» **Listed entries**:
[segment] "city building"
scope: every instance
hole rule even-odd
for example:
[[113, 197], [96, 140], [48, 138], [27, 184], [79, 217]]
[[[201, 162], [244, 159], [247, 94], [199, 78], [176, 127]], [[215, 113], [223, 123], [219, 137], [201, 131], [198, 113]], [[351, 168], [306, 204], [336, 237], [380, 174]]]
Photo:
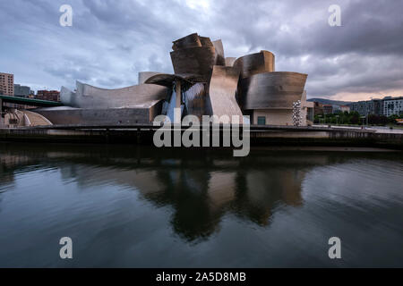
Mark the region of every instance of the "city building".
[[14, 95], [14, 75], [0, 72], [0, 95]]
[[323, 105], [323, 114], [333, 114], [333, 105]]
[[362, 116], [368, 114], [383, 115], [384, 99], [371, 99], [366, 101], [357, 101], [349, 104], [350, 111], [355, 111]]
[[352, 112], [357, 112], [360, 115], [366, 116], [373, 113], [373, 101], [357, 101], [349, 105]]
[[350, 106], [348, 106], [348, 105], [340, 105], [340, 111], [342, 113], [345, 113], [345, 112], [349, 113], [350, 112]]
[[383, 98], [383, 114], [385, 116], [403, 114], [403, 97]]
[[20, 97], [30, 97], [33, 93], [30, 87], [14, 84], [14, 96]]
[[38, 90], [36, 99], [60, 101], [60, 91], [57, 90]]
[[313, 115], [322, 115], [323, 114], [323, 105], [320, 102], [313, 102]]
[[[225, 57], [220, 39], [193, 33], [175, 40], [170, 56], [173, 74], [142, 72], [137, 85], [117, 89], [77, 81], [75, 91], [61, 89], [68, 107], [37, 111], [55, 124], [146, 123], [159, 114], [171, 122], [216, 115], [216, 123], [263, 125], [306, 125], [306, 118], [313, 119], [313, 105], [306, 103], [304, 92], [307, 74], [276, 72], [275, 55], [269, 51]], [[49, 100], [41, 91], [37, 98]], [[293, 119], [295, 112], [301, 121]]]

» **Problem details**: Please copy the material above from its start down to the line containing "102], [313, 102]]", both included and with the requests kept, but shift every coordinate in the answer outlines by adding 33 to each number. Omit the pictures.

» **Correct output**:
[segment] "city building"
scope: every instance
hole rule even-odd
for example:
[[113, 197], [96, 140], [48, 138], [27, 184], [79, 217]]
[[[201, 162], [244, 159], [247, 94], [199, 78], [176, 127]], [[215, 113], [223, 123], [219, 137], [201, 131], [198, 113]], [[351, 168], [306, 204], [336, 237], [380, 174]]]
Photo:
Mark the region of every instance of the "city building".
[[47, 128], [47, 108], [33, 105], [33, 128]]
[[356, 138], [356, 147], [366, 147], [366, 138]]
[[395, 149], [401, 147], [416, 148], [417, 132], [404, 132], [399, 134], [390, 134], [382, 137], [383, 144], [388, 144]]
[[385, 145], [390, 145], [393, 148], [399, 149], [406, 146], [406, 134], [390, 134], [382, 138]]
[[383, 139], [381, 139], [381, 138], [373, 138], [373, 144], [375, 146], [378, 146], [378, 145], [382, 146], [383, 145]]
[[416, 131], [416, 147], [418, 149], [436, 147], [436, 130]]
[[53, 130], [63, 130], [66, 126], [63, 120], [47, 117], [47, 129]]
[[71, 123], [69, 132], [93, 134], [93, 124], [90, 123]]
[[346, 148], [355, 148], [356, 147], [356, 138], [353, 135], [346, 135]]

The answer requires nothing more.